Exercise requirements |
[1] Translate this sentence from the phosphorus interview into Spanish: "But we can’t make phosphorus and there is no substitute."
[2] According to the phosphorus interview, which countries control roughly 85 percent of all phosphorus?

Passage |
Can’t we just use an alternative to phosphorus?

No. Nitrogen is really important for growing crops but we can make it from the air. We have the technology. Carbon is really important – we use a lot of fossil fuels. But if we run out of fossil fuels, we can use solar energy or other alternatives. But we can’t make phosphorus and there is no substitute.

So, a double-edged sword…

It’s like two sides of the same coin. The problem is you have too much phosphorus over here and not enough over there. The solution is obvious – take it from where you have too much and put it where you have too little and you solve both problems. But once it is in the marine systems, it is so diffuse that it’s economically unviable to collect it.

The question is coming up with the technology to collect it and to keep it on the farm fields. If you put it on the field you don’t want 50 per cent of it running off.

We don’t do a very good job of recovering phosphorus from animal manures – that would make a huge difference. That being said, there are researchers at the University of British Columbia working to develop technology to recover phosphorus from sewer systems, so that is pretty interesting.

How much phosphorus do we have at our disposal?

Not that much actually. It’s more concentrated in terms of what countries control it than oil. Something like 85 per cent of all the phosphorus is controlled by Morocco, the US and Russia.

Think about oil and the huge political influence the OPEC (the Organization of the Petroleum Exporting Countries) nations have on the rest of the world. Phosphorus is developing into an interesting political element that is just coming into play.

Record extracts |

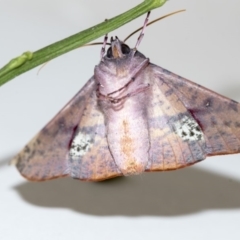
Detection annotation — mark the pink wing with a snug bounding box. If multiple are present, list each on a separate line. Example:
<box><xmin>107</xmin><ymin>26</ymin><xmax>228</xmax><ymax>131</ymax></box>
<box><xmin>144</xmin><ymin>64</ymin><xmax>240</xmax><ymax>171</ymax></box>
<box><xmin>12</xmin><ymin>78</ymin><xmax>119</xmax><ymax>181</ymax></box>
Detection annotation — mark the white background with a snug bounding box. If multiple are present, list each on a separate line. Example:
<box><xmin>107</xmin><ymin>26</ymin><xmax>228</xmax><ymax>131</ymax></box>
<box><xmin>0</xmin><ymin>0</ymin><xmax>240</xmax><ymax>240</ymax></box>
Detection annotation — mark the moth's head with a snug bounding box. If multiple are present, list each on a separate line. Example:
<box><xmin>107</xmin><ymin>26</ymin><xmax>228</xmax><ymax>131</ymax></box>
<box><xmin>105</xmin><ymin>37</ymin><xmax>131</xmax><ymax>59</ymax></box>
<box><xmin>94</xmin><ymin>37</ymin><xmax>146</xmax><ymax>94</ymax></box>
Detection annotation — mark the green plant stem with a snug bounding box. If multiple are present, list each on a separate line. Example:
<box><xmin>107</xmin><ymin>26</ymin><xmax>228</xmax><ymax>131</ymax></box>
<box><xmin>0</xmin><ymin>0</ymin><xmax>167</xmax><ymax>86</ymax></box>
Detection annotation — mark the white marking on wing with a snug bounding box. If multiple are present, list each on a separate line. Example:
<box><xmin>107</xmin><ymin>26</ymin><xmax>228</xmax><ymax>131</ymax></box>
<box><xmin>69</xmin><ymin>132</ymin><xmax>93</xmax><ymax>157</ymax></box>
<box><xmin>174</xmin><ymin>116</ymin><xmax>203</xmax><ymax>141</ymax></box>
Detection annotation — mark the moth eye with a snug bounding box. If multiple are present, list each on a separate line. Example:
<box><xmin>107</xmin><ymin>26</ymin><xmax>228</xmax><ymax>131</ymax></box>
<box><xmin>107</xmin><ymin>47</ymin><xmax>113</xmax><ymax>58</ymax></box>
<box><xmin>121</xmin><ymin>44</ymin><xmax>130</xmax><ymax>54</ymax></box>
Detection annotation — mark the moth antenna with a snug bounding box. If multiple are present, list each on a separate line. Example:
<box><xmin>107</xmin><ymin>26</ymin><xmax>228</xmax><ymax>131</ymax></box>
<box><xmin>135</xmin><ymin>11</ymin><xmax>151</xmax><ymax>49</ymax></box>
<box><xmin>100</xmin><ymin>34</ymin><xmax>108</xmax><ymax>61</ymax></box>
<box><xmin>123</xmin><ymin>9</ymin><xmax>186</xmax><ymax>42</ymax></box>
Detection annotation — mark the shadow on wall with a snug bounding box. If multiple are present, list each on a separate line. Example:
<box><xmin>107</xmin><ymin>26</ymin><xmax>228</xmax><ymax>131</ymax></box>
<box><xmin>15</xmin><ymin>167</ymin><xmax>240</xmax><ymax>217</ymax></box>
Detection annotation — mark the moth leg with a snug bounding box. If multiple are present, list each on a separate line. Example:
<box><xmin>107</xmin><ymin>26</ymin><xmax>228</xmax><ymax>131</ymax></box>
<box><xmin>100</xmin><ymin>34</ymin><xmax>108</xmax><ymax>61</ymax></box>
<box><xmin>135</xmin><ymin>11</ymin><xmax>151</xmax><ymax>49</ymax></box>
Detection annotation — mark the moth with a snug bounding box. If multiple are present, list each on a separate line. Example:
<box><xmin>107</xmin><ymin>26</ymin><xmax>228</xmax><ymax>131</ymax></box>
<box><xmin>13</xmin><ymin>11</ymin><xmax>240</xmax><ymax>181</ymax></box>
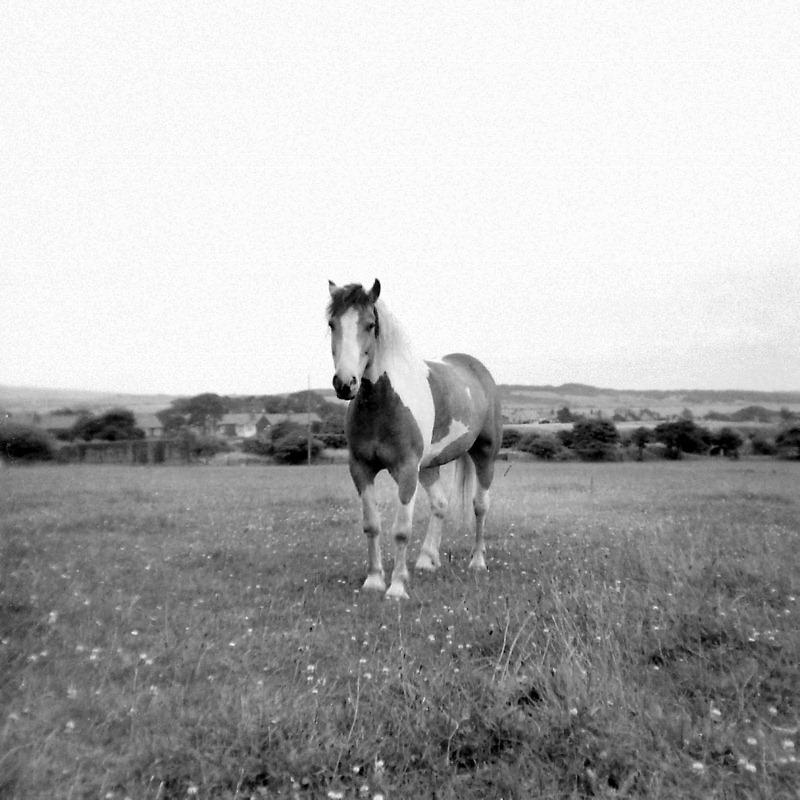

Solved tasks |
[1] Pero no podemos fabricar fósforo y no hay ningún sustituto.

[2] Morocco, the US and Russia.